DIRECTIONS FOR THIS TASK: Transcribe the items below from their first line through the line containing "An example of", both included, keeping every character unchanged.

RECORDS TO USE:

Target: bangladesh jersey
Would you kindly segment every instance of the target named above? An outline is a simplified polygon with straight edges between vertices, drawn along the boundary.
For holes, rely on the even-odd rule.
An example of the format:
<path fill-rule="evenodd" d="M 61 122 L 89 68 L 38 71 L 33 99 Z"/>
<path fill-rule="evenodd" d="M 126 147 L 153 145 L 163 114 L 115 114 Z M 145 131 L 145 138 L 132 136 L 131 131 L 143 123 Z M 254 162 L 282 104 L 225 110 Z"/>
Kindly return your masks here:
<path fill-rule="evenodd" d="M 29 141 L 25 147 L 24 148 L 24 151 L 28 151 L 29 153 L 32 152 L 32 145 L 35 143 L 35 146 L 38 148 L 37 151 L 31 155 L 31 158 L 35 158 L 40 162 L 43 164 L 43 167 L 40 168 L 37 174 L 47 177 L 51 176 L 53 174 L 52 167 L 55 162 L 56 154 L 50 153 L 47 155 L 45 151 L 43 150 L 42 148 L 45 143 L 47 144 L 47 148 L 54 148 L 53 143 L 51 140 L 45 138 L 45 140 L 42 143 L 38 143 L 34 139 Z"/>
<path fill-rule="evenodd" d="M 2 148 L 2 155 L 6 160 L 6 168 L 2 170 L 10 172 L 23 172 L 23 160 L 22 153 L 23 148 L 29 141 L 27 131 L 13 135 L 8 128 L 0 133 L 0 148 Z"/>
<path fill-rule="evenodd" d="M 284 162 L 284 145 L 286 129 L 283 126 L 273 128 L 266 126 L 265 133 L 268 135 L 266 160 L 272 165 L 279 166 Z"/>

EXERCISE RESULT:
Target: bangladesh jersey
Would you kindly segment every instance of the target named above? An outline is a simplified polygon with straight edges between vertices, drawn along the boundary.
For holes, rely on the even-odd rule.
An example of the format:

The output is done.